▶ **Brano fornito**:
=-=-=-=-=

Nevrotico e insicuro, mediocre e ossessivo, il protagonista Ivo Brandani è un "vecchio maschio silente" ormai settantenne, che in un futuro appena prossimo si trova imprigionato per caso nell'aeroporto egiziano di Sharm el Sheik. Lo spazio neutro della sala d'aspetto è l'occasione per una pausa esistenziale: quali sono le prove di un'esistenza? Chi mi dice che ho veramente vissuto? Cosa ha resistito alla cancellazione del tempo? Alternando la terza persona alla vorticosa soggettiva dello stream of consciousness, Pecoraro ricostruisce il ritmo sincopato di una vita in tanti quadri che scorrono sullo sfondo della vicenda nazionale del dopoguerra: il tempo di pace.

Come l'Emilio Brentani di Senilità (non sfugga l'assonanza con il personaggio del capolavoro di Italo Svevo), Ivo Brandani è lo spirito gregario, il non-eroe, non-coraggioso, non-dominante fra i maschi alfa. L'ipersensibile inetto e vile con le pulsioni mostruose del maschio che sa di vivere in cattività fin dalla nascita, con "quello schifo" che si ritrova tra le gambe. Niente è sottinteso nel fiotto d'inconscio affidato alla memoria involontaria. Ivo soffre il tedium vitae e palpita di testosterone, soccombe al fascino della filosofia ma cede alle lusinghe della scienza, blandisce le femmine e il successo ma si abbandona alla pigrizia e all'egoismo, alla panacea chimica del Tavor, all'incapacità di scegliere.

=-=-=-=-=

▶ **Dati**:
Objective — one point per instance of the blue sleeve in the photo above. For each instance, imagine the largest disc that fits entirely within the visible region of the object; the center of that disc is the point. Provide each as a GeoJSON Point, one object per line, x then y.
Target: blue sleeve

=-=-=-=-=

▶ **Testo della consegna**: Ricopia senza modifiche, dal brano su Ivo Brandani, tutto ciò che va da "Come l'Emilio Brentani" fino a "all'incapacità di scegliere.".

▶ **Soluzione dell'esercizio**:
Come l'Emilio Brentani di Senilità (non sfugga l'assonanza con il personaggio del capolavoro di Italo Svevo), Ivo Brandani è lo spirito gregario, il non-eroe, non-coraggioso, non-dominante fra i maschi alfa. L'ipersensibile inetto e vile con le pulsioni mostruose del maschio che sa di vivere in cattività fin dalla nascita, con "quello schifo" che si ritrova tra le gambe. Niente è sottinteso nel fiotto d'inconscio affidato alla memoria involontaria. Ivo soffre il tedium vitae e palpita di testosterone, soccombe al fascino della filosofia ma cede alle lusinghe della scienza, blandisce le femmine e il successo ma si abbandona alla pigrizia e all'egoismo, alla panacea chimica del Tavor, all'incapacità di scegliere.